A large inrush current of course will trigger even a UPS device, besides fuses etc. But a good even an acceptable quality UPS won't be threatened by below 50 A inrush currents, according to my personal experience at least.


----------



## fmh3x (Apr 5, 2013)

*Does APFC cause higher inrush currents (was: How is inrush-current defined and measur*

Thank you, I hoped so, and this should be enough for practical purposes. But what do you think of the following reflections, from discussions in UPS user fora:

Charge depletion of the PSU circuitry while the UPS is switching to battery will cause inrush current to the PSU after the switch has been completed. Likely the inrush current will increase with the switchovertime of the UPS and the PC's power consumption PC in the moment that the power to the UPS is cut. You might even be able too measure and plot the relationship between these parameters .

In any case, a PSU with the  very low inrush current of 27,1 A, which you recently reviewed, should not bring down a UPS with reasonable reserve capacity because of a too high inrush current. And the very high power factor correction and efficiency of such a PSU would further reduce the risk.

(Contour labeling items)
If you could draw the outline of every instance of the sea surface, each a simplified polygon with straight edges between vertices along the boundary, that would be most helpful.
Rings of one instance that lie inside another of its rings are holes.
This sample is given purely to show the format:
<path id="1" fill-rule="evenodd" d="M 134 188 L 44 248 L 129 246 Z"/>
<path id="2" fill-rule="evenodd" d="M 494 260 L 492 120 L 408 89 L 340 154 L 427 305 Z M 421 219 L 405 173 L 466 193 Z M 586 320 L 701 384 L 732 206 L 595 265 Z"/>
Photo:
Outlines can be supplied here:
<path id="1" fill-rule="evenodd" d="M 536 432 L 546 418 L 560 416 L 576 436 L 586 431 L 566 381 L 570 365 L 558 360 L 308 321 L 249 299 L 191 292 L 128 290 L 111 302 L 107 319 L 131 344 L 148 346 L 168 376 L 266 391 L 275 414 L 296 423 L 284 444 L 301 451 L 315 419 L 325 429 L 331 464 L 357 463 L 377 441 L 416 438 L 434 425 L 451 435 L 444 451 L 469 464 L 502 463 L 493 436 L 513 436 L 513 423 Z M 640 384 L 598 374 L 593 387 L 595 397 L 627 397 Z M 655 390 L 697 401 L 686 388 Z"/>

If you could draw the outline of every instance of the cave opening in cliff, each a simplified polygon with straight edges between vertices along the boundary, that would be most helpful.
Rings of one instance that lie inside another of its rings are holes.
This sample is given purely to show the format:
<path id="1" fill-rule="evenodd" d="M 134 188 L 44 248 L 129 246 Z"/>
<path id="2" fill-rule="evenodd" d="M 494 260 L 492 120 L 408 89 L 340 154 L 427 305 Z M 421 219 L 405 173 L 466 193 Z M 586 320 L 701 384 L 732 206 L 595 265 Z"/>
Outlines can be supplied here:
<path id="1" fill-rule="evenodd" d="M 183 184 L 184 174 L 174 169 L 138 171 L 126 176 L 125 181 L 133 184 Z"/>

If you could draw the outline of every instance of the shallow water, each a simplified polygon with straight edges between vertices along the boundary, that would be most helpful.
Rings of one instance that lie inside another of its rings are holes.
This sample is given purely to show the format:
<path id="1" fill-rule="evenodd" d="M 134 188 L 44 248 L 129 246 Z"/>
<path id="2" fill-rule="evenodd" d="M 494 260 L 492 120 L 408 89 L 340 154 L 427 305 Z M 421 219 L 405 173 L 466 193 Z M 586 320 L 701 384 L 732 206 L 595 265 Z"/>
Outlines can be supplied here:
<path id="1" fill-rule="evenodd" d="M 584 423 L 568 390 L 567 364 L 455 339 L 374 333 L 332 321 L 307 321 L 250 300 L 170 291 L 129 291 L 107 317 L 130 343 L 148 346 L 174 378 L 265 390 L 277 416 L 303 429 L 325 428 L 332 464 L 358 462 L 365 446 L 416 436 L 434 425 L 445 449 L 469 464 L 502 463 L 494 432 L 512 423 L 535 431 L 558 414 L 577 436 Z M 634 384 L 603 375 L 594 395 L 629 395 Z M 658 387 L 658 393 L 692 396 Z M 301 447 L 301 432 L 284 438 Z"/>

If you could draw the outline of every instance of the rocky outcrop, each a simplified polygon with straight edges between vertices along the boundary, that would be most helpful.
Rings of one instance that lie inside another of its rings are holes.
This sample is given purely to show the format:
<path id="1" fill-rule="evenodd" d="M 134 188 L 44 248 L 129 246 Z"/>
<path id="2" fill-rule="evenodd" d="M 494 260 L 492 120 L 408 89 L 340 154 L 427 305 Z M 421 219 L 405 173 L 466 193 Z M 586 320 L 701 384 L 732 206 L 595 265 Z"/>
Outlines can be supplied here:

* _Set of tasks_:
- A) Copy verbatim the inrush-current forum excerpt from "Charge depletion of" to "reduce the risk.".
- B) Resume the inrush-current forum excerpt, starting right after its last sentence.
The rows aren't needed for anything here.

* _Answers to the tasks_:
- A)
Charge depletion of the PSU circuitry while the UPS is switching to battery will cause inrush current to the PSU after the switch has been completed. Likely the inrush current will increase with the switchovertime of the UPS and the PC's power consumption PC in the moment that the power to the UPS is cut. You might even be able too measure and plot the relationship between these parameters .

In any case, a PSU with the  very low inrush current of 27,1 A, which you recently reviewed, should not bring down a UPS with reasonable reserve capacity because of a too high inrush current. And the very high power factor correction and efficiency of such a PSU would further reduce the risk.

- B)
And here comes the question: Active power factor correction is said to cause stronger inrush currents, so if your UPS is tripped immediately after switching to batteries the recommendation is to get a PSU without APFC. Is it really true that although APFC reduces the load on its source over time,  it increases inrush currents? Or is it simply that  PSUs differ in capacitances and current-limiting circuitry, independently of their type of PFC?


----------



## crmaris (Apr 5, 2013)

Yeap APFC increases inrush current because of the hold-up cap involved in its design. But an NTC thermistor can effectively lower the inrush current that the hold up cap(s) create.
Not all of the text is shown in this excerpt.